■ **ACTIVITY**: Using the listing below, say how many lines have the string "deck" in them, giving the number alone.
══════
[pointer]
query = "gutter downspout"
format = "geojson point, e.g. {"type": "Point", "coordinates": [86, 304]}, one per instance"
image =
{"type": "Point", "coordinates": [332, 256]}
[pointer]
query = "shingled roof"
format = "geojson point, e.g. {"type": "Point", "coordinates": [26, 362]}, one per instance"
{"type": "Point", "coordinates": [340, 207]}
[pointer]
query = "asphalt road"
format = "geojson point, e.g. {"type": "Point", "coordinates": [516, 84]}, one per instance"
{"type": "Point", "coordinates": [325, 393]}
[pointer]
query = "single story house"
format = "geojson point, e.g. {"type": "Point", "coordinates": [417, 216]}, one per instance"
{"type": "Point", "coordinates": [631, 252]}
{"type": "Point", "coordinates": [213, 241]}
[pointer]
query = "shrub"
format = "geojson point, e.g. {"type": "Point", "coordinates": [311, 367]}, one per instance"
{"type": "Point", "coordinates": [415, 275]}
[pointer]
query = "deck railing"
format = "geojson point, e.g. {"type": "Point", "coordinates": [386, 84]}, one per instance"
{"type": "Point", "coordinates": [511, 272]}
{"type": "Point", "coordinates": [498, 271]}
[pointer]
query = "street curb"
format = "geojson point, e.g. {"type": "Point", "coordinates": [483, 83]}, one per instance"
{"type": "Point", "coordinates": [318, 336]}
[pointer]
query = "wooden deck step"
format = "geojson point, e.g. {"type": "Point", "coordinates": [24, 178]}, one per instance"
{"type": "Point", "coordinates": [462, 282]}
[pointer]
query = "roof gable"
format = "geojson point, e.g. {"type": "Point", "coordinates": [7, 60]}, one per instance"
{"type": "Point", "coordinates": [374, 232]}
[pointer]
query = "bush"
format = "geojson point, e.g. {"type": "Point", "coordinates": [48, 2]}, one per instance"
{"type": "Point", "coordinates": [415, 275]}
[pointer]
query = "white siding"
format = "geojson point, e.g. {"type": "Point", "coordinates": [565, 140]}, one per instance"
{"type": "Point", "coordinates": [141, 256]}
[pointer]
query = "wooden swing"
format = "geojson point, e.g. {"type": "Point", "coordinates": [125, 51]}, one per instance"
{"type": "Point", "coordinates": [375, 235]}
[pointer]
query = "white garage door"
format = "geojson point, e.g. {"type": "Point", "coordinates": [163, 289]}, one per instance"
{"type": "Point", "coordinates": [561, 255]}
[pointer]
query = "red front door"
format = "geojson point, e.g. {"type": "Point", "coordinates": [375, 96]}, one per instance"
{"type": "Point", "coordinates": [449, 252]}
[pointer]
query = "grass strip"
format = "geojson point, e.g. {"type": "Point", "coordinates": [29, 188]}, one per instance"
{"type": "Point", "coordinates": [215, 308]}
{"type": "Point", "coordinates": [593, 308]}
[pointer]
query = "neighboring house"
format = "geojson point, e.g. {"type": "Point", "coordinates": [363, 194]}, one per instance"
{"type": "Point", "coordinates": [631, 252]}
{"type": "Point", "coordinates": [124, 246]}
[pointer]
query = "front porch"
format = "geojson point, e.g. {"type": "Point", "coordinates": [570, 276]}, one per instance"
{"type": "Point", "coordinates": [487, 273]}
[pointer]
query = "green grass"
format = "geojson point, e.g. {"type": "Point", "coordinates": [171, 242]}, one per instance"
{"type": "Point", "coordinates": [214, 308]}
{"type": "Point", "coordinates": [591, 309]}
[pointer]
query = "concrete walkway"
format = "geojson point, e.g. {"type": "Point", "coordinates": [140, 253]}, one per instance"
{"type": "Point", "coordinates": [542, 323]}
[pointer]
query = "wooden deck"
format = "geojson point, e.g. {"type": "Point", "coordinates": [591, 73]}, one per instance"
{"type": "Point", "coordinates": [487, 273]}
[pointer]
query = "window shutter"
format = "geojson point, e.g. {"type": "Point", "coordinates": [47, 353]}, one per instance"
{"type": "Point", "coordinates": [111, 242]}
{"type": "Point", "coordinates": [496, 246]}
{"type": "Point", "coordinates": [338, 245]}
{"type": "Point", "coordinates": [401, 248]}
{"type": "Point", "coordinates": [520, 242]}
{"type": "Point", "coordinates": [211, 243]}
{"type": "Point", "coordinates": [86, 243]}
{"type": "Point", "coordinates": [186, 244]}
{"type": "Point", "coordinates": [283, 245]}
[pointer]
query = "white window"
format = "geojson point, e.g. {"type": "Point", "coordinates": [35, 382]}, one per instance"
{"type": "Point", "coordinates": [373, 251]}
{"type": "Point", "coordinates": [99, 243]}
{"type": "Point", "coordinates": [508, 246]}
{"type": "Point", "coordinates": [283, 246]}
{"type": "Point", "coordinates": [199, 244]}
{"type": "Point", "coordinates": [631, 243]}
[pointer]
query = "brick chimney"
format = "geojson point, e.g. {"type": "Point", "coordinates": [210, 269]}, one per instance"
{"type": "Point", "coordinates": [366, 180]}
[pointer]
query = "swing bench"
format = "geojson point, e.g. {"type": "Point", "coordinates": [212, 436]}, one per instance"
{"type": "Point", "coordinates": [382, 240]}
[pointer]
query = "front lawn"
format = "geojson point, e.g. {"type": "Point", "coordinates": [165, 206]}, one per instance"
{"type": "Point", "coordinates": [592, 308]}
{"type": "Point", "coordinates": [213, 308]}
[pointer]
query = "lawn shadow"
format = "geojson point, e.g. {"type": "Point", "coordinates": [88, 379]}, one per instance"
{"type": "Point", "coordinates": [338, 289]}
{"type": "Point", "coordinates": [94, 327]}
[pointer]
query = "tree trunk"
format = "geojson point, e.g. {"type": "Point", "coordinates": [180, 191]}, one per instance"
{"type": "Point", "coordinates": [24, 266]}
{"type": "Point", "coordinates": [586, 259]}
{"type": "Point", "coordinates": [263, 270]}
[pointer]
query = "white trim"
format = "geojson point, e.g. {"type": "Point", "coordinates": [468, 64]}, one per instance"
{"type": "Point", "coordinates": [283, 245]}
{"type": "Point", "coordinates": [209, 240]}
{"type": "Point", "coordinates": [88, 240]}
══════
■ **ANSWER TO THIS PROBLEM**: 3